▶ Task prompt: Every record is to be printed exactly as written; pictures are to be omitted.

▶ Data extracts:
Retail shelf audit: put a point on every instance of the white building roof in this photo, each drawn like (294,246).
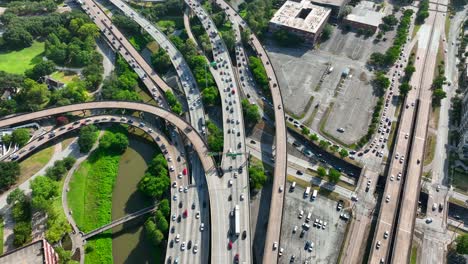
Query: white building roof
(303,16)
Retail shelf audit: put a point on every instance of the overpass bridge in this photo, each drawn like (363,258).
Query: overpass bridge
(120,221)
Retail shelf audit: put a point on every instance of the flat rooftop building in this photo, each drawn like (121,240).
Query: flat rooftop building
(336,6)
(301,18)
(363,16)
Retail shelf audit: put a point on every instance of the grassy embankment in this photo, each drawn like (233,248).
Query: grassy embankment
(21,60)
(35,163)
(90,198)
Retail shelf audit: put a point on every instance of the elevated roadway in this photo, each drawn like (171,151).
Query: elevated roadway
(196,140)
(232,189)
(196,114)
(410,140)
(423,78)
(270,255)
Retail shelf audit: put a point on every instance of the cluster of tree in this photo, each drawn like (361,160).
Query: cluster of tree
(392,54)
(405,87)
(87,138)
(258,14)
(202,37)
(157,226)
(423,12)
(156,180)
(34,96)
(122,84)
(215,137)
(250,111)
(70,40)
(21,31)
(333,175)
(44,190)
(257,176)
(200,70)
(389,22)
(462,244)
(380,82)
(286,39)
(41,69)
(23,8)
(19,137)
(21,212)
(438,92)
(74,44)
(161,61)
(258,72)
(159,10)
(175,105)
(60,168)
(10,172)
(374,123)
(114,142)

▶ Result for this exercise:
Retail shelf audit: put a point on every instance of the white building roof in this photo, each drawn like (294,246).
Query: white building roof
(303,16)
Retail shelf audit: put a point on every instance of the overpass bridge in this photo, each drawn like (363,258).
Query: overpass bridge
(120,221)
Retail shelf audit: put a point on every instance of the flat rooftop building in this photo, each drawn like (121,240).
Query: flat rooftop building
(336,6)
(301,18)
(363,16)
Retail shelf audit: put a point on every instance of the grassy embankment in this photo, each drawn like (233,248).
Query: grassy embankment
(21,60)
(35,163)
(90,198)
Retail shelf audit: put a point on every instance of the elevated roadway in this photo, each drawn like (171,151).
Query: elevated roadway
(196,140)
(232,189)
(196,114)
(410,140)
(423,78)
(270,255)
Retail shelf audit: put a point on every instance of the cluster of tree in this photo, each drawn like (361,160).
Query: cluster of tree
(392,54)
(405,87)
(87,138)
(258,14)
(202,37)
(157,226)
(423,12)
(156,180)
(34,96)
(122,84)
(215,137)
(250,111)
(70,40)
(21,31)
(333,175)
(44,190)
(257,176)
(200,70)
(389,22)
(462,244)
(380,82)
(286,39)
(41,69)
(23,8)
(19,137)
(21,212)
(438,92)
(74,44)
(161,61)
(258,72)
(159,10)
(175,105)
(60,168)
(10,172)
(374,123)
(114,142)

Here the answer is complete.